Referring expression grounding data
:::

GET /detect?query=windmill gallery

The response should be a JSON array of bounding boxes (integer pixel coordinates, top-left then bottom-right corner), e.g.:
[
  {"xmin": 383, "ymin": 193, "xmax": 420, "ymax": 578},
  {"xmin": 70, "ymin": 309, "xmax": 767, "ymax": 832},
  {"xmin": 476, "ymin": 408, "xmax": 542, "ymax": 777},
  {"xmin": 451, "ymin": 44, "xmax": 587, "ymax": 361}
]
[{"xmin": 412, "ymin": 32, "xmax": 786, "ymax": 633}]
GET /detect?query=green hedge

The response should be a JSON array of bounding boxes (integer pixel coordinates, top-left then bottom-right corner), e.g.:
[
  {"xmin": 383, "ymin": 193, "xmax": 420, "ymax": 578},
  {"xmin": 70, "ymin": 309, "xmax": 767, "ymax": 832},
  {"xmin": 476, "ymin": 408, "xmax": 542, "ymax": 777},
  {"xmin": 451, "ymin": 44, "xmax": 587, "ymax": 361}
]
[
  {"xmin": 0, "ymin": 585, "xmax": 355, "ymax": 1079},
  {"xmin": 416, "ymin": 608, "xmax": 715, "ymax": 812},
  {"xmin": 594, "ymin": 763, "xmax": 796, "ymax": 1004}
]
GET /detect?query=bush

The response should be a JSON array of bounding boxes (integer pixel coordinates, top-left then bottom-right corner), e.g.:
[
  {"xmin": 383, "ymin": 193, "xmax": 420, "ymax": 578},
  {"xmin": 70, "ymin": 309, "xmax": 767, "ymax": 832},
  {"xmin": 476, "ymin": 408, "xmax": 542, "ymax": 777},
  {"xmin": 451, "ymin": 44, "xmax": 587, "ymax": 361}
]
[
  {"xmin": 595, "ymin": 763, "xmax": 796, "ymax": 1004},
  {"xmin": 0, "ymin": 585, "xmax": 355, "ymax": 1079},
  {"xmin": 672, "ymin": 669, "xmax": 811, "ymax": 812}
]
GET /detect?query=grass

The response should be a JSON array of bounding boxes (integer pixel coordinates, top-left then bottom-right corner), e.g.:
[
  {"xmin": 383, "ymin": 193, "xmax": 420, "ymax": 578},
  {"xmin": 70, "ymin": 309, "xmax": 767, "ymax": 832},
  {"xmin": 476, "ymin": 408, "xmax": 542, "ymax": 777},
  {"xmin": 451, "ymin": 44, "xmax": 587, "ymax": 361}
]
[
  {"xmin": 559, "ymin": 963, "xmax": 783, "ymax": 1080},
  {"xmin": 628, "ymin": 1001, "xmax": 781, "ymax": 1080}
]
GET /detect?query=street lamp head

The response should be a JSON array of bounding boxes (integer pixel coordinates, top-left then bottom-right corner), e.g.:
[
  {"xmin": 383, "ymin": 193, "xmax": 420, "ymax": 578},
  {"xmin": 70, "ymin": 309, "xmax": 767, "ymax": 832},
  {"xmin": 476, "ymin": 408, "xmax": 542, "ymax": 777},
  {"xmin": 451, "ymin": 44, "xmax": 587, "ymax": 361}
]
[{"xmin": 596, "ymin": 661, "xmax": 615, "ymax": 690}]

:::

> [WORK INSTRUCTION] Give the data again, exactly as it appears above.

> [ANSWER BOX]
GET /detect?query=windmill gallery

The response should be a JSON array of bounding boxes (integer pixel coordinates, top-left then bottom-right corner), e.g.:
[
  {"xmin": 383, "ymin": 193, "xmax": 420, "ymax": 578},
  {"xmin": 70, "ymin": 309, "xmax": 767, "ymax": 832},
  {"xmin": 476, "ymin": 408, "xmax": 542, "ymax": 777},
  {"xmin": 451, "ymin": 44, "xmax": 587, "ymax": 361}
]
[{"xmin": 412, "ymin": 32, "xmax": 786, "ymax": 633}]
GET /detect?query=green hedge

The response should be a JSON array of bounding boxes (integer pixel coordinates, top-left then bottom-right corner), e.g.:
[
  {"xmin": 383, "ymin": 193, "xmax": 420, "ymax": 578},
  {"xmin": 70, "ymin": 309, "xmax": 767, "ymax": 832},
  {"xmin": 476, "ymin": 408, "xmax": 542, "ymax": 777},
  {"xmin": 451, "ymin": 44, "xmax": 587, "ymax": 361}
]
[
  {"xmin": 0, "ymin": 585, "xmax": 355, "ymax": 1079},
  {"xmin": 416, "ymin": 608, "xmax": 715, "ymax": 812},
  {"xmin": 594, "ymin": 763, "xmax": 796, "ymax": 1004}
]
GET /detect?query=bush

The response should be a JSON array of bounding boxes (integer pixel coordinates, top-left then bottom-right corner), e.g.:
[
  {"xmin": 383, "ymin": 193, "xmax": 420, "ymax": 578},
  {"xmin": 70, "ymin": 309, "xmax": 767, "ymax": 832},
  {"xmin": 476, "ymin": 408, "xmax": 542, "ymax": 777},
  {"xmin": 451, "ymin": 44, "xmax": 587, "ymax": 361}
]
[
  {"xmin": 595, "ymin": 763, "xmax": 796, "ymax": 1004},
  {"xmin": 0, "ymin": 585, "xmax": 355, "ymax": 1079},
  {"xmin": 672, "ymin": 669, "xmax": 811, "ymax": 812}
]
GET /detect?query=grass

The response should be a JSON array of bounding boxes (integer pixel coordinates, top-left then bottom-right corner), e.g.:
[
  {"xmin": 383, "ymin": 193, "xmax": 420, "ymax": 578},
  {"xmin": 70, "ymin": 309, "xmax": 767, "ymax": 832},
  {"xmin": 476, "ymin": 408, "xmax": 542, "ymax": 777},
  {"xmin": 451, "ymin": 44, "xmax": 587, "ymax": 361}
]
[
  {"xmin": 559, "ymin": 963, "xmax": 783, "ymax": 1080},
  {"xmin": 628, "ymin": 1001, "xmax": 781, "ymax": 1080}
]
GET /detect?query=street lamp head

The response should be a JSON array of bounding boxes (integer pixel coordinates, top-left then bottom-right corner), e.g.:
[
  {"xmin": 383, "ymin": 193, "xmax": 420, "ymax": 578},
  {"xmin": 70, "ymin": 309, "xmax": 767, "ymax": 832},
  {"xmin": 476, "ymin": 408, "xmax": 542, "ymax": 777},
  {"xmin": 451, "ymin": 44, "xmax": 587, "ymax": 361}
]
[{"xmin": 596, "ymin": 661, "xmax": 615, "ymax": 690}]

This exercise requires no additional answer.